--- begin ---
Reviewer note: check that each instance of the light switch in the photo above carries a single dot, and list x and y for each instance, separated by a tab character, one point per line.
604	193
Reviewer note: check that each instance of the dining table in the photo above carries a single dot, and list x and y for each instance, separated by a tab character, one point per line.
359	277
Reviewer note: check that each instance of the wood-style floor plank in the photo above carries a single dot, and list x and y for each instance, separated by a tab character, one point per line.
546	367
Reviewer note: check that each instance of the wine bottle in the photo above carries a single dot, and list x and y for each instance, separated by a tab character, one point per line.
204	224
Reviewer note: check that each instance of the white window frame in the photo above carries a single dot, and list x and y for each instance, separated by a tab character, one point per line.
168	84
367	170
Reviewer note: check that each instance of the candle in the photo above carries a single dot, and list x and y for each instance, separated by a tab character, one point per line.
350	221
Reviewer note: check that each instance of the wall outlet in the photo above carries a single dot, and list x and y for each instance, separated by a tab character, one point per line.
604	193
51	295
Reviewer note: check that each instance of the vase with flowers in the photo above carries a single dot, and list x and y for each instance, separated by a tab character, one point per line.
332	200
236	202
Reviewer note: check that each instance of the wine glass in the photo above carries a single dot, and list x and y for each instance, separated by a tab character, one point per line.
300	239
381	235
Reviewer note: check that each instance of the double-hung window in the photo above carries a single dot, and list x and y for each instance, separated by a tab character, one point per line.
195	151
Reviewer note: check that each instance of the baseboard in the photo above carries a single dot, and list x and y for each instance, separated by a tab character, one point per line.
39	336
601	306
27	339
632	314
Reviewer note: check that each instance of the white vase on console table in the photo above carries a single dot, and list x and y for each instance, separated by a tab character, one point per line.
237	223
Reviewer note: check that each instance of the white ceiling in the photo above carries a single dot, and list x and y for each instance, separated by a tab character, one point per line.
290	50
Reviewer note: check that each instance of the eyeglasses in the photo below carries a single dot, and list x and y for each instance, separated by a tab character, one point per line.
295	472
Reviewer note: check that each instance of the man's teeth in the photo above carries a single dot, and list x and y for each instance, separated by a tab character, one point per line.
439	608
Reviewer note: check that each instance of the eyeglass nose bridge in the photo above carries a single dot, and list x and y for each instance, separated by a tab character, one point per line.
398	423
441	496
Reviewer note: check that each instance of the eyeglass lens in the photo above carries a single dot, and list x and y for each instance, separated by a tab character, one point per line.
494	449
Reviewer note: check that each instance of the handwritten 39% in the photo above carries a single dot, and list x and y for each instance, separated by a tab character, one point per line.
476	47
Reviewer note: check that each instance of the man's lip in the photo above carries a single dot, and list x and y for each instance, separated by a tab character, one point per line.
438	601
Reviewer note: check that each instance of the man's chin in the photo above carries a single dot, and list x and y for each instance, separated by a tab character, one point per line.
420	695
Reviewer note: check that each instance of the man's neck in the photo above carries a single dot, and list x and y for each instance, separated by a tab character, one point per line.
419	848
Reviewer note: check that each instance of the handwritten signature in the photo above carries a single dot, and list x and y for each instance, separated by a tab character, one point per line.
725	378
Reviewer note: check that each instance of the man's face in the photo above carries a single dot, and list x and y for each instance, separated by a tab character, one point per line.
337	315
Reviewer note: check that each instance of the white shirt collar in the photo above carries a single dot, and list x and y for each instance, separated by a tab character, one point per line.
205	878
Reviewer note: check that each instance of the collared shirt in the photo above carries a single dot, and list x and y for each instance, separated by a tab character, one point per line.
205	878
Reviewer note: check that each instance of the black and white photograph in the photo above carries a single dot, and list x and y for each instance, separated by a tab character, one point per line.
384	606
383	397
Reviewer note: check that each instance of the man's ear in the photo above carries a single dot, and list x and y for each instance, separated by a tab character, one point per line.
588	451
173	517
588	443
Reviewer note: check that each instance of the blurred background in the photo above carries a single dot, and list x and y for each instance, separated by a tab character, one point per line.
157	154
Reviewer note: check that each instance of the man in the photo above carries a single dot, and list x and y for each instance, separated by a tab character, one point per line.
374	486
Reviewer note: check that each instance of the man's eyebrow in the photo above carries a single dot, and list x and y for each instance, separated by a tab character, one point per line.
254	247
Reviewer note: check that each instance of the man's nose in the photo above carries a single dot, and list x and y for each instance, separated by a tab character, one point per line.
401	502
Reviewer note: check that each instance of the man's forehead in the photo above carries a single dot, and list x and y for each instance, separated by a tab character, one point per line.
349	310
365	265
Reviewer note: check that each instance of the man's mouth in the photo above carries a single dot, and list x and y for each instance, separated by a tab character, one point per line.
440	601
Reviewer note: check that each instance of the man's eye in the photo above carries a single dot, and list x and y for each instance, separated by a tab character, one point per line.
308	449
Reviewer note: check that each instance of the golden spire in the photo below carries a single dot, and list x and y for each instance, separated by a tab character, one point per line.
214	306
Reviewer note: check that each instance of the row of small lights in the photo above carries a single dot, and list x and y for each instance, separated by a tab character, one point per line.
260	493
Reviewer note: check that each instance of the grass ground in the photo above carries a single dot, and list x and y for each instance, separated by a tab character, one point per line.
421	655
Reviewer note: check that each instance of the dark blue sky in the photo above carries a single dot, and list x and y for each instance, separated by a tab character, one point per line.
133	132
--- end ---
▶ **Work to complete**:
Reproduce the data in its entirety, matching each character.

▶ **In response**:
Reviewer note: check that each instance of the light switch in the photo above carries a single dot, and list x and y for each instance, separated by a tab character, one point per line.
604	193
Reviewer note: check that each instance of the dining table in the photo above carries a single dot, and list x and y for each instance, separated by a tab character, one point per line.
359	277
Reviewer note: check that each instance of the wood-style floor plank in the photo above carries a single dot, and list x and y for each instance, separated by a tab character, one point per line.
546	367
Reviewer note: check that each instance of the wine bottle in the photo above carries a single dot, and list x and y for each instance, separated by a tab character, one point per line.
204	224
Reviewer note: check that each instance of the white window frame in the photo above carries a single dot, and list x and y for each instance, separated by a tab character, one point per line.
168	84
367	170
Reviewer note: check that each instance of the candle in the photo above carries a single dot, and list x and y for each instance, separated by a tab character, one point per line.
350	221
Reviewer note: check that each instance of the wall outlet in the photo above carries a single dot, and list x and y for each instance, separated by a tab character, one point per line.
604	193
51	295
Reviewer note: check that each instance of the vase with flowers in the photo above carries a single dot, and list x and y for each instance, separated by a tab character, one point per line.
332	200
236	202
Reviewer note: check that each instance of the wine glass in the photo above carries a single dot, and list x and y for each instance, separated by a tab character, one point per line.
300	239
381	235
Reviewer note: check that each instance of the double-hung window in the photo above carries a single dot, and list x and y for each instance, separated by a tab character, one point per line.
195	151
Reviewer note: check that each instance of the baseboard in the photo above carries a single dot, and list x and y for each instance, separated by a tab character, one point per line.
39	336
601	306
27	339
632	314
Reviewer note: check that each instance of the white vase on console table in the photo above carries a single dot, and list x and y for each instance, separated by a tab character, one point per line.
237	223
Reviewer note: check that each instance of the white ceiling in the photo above carries a single dot, and list x and y for each instance, separated by a tab character, one point per line.
290	50
Reviewer note: check that each instance of the eyeglasses in the photo below carries a single dot, and list x and y for each instance, separated by a tab character, one point per line.
295	472
Reviewer note: check that each instance of the man's teeth in the photo above carries a single dot, and list x and y for each instance, separated by a tab character, one point per line.
439	608
Reviewer note: check that each instance of the eyeglass nose bridge in the photo above carries a single dot, and list x and y for each instance, separated by a tab character, one point per line.
398	423
441	496
Reviewer note: check that each instance of the eyeglass lens in the photo above carries a single dot, and list x and y for each instance, separated by a tab character, one point per line.
494	449
Reviewer note: check that each instance of the handwritten 39% in the photo above carries a single dot, and list x and y for each instance, separated by a tab character, one point per line.
476	47
Reviewer note: check that each instance of the man's lip in the photo above carries a single dot, and list x and y for each instance, separated by a tab character, one point per line.
438	601
Reviewer note: check that each instance of the man's chin in the photo above carries a single dot, and list x and y for each instance, separated by a tab character, one point per line.
420	695
Reviewer note: check that each instance of the man's neck in the photo above carries a single dot, and list x and y for each instance, separated by a tab character, one point per line.
419	848
Reviewer note: check that each instance of the handwritten signature in the photo above carries a single dot, and list x and y for each instance, separated by a tab character, one point per line.
725	378
Reviewer note: check that each instance of the man's face in the photo above carries a single dot, and list x and y for each instance, separated by a tab character, one point per line.
337	315
Reviewer note: check that each instance of the white shirt collar in the photo above carries a single dot, and list x and y for each instance, separated by a tab character, one point per line.
205	878
Reviewer note: check that each instance of the collared shirt in the photo above carries a single dot, and list x and y for each instance, separated by a tab character, one point per line.
205	878
Reviewer note: check that each instance of the black and white photograph in the photo above carries a single dot, and list x and y for each instance, separated by a tab character, one point per line.
384	606
383	397
Reviewer note: check that each instance of the man's ear in the photo above carries a single dot, and list x and y for each instance, separated by a tab character, one point per line.
588	451
173	517
588	443
Reviewer note: check that each instance of the blurred background in the photo above carries a single dot, and list x and y for each instance, separated by a tab character, one point per line.
157	154
Reviewer note: check that each instance of the man in the photo above carries a single dot, and list x and y for each instance, separated by a tab character, one point per line.
374	486
Reviewer note: check that each instance of the man's eyebrow in the photo above carries a single dot, and list x and y for each instance, separated by a tab character, one point per line.
254	247
Reviewer note: check that each instance of the man's nose in the photo above carries a single dot, and list x and y for each instance, separated by a tab character, one point per line.
401	502
Reviewer note: check that each instance of the man's forehead in the photo above carries a single dot, and list x and y for each instance, separated by a tab character, one point per line.
349	310
365	265
Reviewer note: check that each instance of the man's mouth in the photo above carries a single dot, and list x and y for each instance, separated by a tab character, one point per line.
440	601
Reviewer note: check that each instance of the man's eye in the photo above carries a single dot, and list x and y for each instance, separated by a tab character, one point per line.
308	449
Reviewer note: check that each instance of the golden spire in the photo below carries a single dot, and list x and y for each instance, separated by a tab character, one point per line.
214	306
Reviewer note: check that each instance of the row of small lights in the photo above carries a single dot, and list x and y for each instance, separated by a tab character, one point per line.
260	493
Reviewer note: check that each instance of the grass ground in the photo above carries a single dot, and list x and y for each instance, separated by a tab character, one point per line.
421	655
Reviewer note: check that each instance of the dark blue sky in the photo above carries a single dot, and list x and y for each instance, separated by a tab character, one point per line.
133	132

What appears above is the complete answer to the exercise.